§ Set exercise: Quote the data below word for word, starting at the line that contains "the white megaphone" and ending at the final line of the data, with both ends included.

[Start of Data]

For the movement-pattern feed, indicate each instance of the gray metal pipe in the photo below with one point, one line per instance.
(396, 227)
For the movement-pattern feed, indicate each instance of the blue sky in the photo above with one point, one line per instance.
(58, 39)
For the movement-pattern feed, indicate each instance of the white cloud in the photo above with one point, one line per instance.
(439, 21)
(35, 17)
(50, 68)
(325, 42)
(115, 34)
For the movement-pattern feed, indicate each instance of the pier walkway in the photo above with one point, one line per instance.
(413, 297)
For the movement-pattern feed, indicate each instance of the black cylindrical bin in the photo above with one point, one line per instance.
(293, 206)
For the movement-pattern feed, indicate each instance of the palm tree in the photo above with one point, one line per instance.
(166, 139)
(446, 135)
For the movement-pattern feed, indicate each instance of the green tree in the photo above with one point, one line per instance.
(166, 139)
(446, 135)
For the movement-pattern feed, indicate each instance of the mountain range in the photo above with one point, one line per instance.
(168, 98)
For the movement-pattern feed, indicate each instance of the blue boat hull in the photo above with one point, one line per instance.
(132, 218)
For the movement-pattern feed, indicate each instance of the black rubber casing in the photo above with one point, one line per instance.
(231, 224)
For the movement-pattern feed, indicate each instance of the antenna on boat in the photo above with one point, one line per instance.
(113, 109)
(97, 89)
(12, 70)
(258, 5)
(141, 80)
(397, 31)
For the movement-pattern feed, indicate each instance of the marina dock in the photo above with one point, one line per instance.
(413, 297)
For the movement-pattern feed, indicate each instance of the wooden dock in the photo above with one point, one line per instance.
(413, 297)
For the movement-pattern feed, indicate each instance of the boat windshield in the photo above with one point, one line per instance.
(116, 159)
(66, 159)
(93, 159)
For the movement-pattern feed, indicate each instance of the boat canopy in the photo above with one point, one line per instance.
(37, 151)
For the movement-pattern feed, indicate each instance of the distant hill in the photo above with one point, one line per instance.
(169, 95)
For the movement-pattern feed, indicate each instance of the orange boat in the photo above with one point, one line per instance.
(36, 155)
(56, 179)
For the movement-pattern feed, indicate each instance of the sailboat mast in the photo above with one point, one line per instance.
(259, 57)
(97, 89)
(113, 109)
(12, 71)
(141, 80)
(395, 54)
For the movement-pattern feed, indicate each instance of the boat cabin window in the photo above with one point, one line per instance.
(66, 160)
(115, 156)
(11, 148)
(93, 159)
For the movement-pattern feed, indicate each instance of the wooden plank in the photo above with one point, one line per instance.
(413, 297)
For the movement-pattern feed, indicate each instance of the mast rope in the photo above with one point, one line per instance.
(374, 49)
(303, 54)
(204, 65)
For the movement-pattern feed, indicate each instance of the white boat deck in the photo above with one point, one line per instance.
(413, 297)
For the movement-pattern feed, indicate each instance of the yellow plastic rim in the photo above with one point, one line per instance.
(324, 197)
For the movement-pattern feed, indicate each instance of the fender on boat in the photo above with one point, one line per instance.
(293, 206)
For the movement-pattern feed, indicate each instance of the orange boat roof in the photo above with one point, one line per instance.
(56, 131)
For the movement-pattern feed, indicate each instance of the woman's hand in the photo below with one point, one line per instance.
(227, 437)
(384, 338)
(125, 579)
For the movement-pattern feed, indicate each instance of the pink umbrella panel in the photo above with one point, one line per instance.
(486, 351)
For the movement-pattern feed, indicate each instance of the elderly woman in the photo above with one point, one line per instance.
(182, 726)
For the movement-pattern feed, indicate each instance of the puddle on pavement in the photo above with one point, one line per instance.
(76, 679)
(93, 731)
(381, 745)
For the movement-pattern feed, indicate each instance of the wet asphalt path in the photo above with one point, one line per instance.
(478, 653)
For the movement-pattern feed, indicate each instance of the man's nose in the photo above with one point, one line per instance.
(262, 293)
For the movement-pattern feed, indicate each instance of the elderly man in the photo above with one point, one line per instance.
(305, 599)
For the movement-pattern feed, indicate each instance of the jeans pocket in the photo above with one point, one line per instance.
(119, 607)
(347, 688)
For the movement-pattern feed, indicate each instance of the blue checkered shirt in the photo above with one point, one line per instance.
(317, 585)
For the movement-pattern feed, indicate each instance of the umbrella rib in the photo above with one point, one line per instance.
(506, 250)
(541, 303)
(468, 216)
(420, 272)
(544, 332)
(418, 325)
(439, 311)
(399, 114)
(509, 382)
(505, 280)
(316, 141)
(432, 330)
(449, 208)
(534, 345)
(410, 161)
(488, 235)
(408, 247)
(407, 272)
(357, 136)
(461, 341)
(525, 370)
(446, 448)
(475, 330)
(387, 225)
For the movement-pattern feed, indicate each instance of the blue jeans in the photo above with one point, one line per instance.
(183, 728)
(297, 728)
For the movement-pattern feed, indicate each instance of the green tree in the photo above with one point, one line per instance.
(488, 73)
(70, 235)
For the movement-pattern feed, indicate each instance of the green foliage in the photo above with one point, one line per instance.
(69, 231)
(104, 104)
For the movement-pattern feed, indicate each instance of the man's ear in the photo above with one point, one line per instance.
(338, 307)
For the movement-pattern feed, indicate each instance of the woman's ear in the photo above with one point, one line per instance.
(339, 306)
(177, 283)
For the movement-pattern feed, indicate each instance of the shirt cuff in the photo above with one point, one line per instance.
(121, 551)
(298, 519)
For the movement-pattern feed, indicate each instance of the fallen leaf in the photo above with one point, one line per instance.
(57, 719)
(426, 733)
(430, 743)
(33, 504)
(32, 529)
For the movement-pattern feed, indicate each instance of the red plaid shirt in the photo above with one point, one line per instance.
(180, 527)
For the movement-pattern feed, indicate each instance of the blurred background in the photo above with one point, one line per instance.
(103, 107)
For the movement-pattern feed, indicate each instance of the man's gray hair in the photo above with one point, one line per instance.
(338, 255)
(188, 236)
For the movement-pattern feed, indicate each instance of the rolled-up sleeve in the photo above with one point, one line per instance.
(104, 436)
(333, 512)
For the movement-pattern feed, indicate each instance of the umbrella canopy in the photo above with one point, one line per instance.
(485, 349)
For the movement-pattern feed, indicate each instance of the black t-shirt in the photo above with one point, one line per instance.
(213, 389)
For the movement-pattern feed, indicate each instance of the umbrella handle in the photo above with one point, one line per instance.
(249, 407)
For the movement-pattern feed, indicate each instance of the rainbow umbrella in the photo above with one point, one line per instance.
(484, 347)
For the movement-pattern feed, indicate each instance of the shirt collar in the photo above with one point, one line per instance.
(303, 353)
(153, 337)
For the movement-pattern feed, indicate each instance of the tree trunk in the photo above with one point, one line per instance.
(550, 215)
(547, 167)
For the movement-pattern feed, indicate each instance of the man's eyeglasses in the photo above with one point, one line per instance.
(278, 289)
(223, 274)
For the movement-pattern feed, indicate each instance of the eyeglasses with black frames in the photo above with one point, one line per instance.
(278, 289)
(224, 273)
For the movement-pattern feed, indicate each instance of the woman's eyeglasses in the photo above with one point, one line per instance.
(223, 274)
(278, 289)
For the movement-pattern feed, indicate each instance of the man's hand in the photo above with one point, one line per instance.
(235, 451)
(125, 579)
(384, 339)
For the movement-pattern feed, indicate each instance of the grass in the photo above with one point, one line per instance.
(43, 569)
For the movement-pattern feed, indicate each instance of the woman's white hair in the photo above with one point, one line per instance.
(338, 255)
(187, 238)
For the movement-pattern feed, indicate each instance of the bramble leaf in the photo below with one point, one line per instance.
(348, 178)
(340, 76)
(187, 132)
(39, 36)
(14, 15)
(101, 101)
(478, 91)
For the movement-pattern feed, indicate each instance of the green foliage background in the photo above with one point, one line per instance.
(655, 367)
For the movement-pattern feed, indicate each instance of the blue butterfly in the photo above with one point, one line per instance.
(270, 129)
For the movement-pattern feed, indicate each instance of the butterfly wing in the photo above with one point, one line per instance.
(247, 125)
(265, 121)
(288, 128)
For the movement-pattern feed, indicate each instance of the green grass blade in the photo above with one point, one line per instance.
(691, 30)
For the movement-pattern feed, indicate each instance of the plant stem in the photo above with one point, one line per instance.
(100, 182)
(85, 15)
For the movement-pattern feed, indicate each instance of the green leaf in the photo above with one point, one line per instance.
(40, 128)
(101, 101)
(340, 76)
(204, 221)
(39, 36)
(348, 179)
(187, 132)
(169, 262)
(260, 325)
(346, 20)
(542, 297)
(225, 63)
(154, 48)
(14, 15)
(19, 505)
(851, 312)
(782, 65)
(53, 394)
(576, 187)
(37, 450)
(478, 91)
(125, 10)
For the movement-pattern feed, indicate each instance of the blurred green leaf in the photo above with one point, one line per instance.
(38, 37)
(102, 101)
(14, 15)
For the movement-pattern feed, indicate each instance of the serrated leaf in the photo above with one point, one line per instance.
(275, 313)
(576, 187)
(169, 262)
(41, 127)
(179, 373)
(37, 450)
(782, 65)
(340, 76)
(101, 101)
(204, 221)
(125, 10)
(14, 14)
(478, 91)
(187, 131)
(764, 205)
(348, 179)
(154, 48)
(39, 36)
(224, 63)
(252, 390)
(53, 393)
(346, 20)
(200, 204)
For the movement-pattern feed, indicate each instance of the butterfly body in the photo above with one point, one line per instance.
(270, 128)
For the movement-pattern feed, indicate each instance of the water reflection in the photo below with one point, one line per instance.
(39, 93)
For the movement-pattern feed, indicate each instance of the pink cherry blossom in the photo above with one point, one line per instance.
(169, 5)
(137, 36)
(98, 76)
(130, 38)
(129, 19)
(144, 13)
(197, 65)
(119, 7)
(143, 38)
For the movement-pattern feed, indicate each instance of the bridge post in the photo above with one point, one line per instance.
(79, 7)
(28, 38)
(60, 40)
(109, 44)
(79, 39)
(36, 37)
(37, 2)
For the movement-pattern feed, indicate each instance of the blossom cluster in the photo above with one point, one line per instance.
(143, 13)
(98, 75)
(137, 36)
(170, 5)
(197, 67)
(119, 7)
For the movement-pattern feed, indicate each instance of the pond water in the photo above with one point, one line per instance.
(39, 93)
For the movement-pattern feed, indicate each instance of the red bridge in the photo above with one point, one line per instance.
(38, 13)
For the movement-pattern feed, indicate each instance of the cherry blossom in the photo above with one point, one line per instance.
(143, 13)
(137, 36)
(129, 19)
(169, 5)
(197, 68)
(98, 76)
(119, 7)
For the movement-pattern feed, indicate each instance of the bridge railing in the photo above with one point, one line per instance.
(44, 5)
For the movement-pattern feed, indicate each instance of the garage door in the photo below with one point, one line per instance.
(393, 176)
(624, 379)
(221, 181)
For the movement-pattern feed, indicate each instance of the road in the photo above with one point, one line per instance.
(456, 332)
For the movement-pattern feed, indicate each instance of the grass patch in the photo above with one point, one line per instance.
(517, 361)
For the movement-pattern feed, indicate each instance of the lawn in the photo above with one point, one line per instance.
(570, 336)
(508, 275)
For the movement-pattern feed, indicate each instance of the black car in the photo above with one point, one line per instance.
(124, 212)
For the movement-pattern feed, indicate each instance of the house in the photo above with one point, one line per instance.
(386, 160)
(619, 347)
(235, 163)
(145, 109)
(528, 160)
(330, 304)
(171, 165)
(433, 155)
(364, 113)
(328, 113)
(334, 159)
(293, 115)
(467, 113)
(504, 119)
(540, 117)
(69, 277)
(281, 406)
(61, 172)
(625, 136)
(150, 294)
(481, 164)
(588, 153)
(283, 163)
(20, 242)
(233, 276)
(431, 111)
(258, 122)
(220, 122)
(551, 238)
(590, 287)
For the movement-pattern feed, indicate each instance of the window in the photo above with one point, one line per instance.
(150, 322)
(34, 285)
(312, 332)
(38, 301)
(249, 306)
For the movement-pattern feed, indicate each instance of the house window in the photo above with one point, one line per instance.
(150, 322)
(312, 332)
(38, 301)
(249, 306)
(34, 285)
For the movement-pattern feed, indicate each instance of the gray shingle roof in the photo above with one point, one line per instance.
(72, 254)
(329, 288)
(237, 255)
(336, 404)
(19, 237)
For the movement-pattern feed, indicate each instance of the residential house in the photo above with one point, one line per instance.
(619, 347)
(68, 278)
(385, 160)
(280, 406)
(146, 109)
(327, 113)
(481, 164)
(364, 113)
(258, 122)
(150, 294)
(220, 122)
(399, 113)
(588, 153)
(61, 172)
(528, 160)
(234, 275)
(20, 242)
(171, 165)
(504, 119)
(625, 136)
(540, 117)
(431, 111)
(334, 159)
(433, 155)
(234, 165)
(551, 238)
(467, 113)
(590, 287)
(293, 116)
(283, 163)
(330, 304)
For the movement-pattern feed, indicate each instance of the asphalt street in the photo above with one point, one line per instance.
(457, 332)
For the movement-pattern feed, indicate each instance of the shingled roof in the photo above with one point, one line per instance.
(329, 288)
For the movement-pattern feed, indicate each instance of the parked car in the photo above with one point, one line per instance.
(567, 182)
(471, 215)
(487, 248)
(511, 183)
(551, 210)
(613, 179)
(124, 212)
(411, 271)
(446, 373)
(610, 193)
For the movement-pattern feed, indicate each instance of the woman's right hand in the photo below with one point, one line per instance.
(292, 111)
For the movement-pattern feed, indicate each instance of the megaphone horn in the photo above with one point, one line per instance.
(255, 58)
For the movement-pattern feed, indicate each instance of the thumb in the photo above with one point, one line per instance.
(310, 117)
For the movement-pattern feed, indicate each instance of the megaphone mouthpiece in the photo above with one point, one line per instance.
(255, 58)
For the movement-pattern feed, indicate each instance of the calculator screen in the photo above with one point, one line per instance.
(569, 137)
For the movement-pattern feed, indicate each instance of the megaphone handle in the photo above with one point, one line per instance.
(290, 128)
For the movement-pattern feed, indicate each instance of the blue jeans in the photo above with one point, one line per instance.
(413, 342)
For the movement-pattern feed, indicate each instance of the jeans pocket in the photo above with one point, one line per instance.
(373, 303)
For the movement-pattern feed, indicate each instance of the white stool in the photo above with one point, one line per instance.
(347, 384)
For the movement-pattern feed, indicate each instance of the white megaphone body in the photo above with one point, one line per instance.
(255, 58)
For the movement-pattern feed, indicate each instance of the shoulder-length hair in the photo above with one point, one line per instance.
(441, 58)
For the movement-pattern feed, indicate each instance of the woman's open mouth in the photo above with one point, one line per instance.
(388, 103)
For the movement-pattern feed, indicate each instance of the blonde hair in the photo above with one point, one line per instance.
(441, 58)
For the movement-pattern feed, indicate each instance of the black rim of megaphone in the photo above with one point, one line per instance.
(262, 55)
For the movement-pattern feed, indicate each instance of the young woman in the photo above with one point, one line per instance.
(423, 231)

[End of Data]

§ Exercise answer:
For the movement-pattern feed, indicate each instance of the white megaphone body in the photo above with one point, one line per instance.
(255, 58)
For the movement-pattern feed, indicate each instance of the shoulder-length hair in the photo above with one point, one line per instance.
(441, 58)
For the movement-pattern feed, indicate each instance of the woman's open mouth in the photo above with one point, one line per instance.
(388, 103)
For the movement-pattern feed, indicate each instance of the blonde hair in the photo above with one point, one line per instance.
(441, 58)
For the movement-pattern feed, indicate each instance of the black rim of megaphone in the photo above with one point, one line per instance.
(262, 55)
For the movement-pattern feed, indicate each instance of the young woman in the photo above with one point, one line per instance.
(423, 231)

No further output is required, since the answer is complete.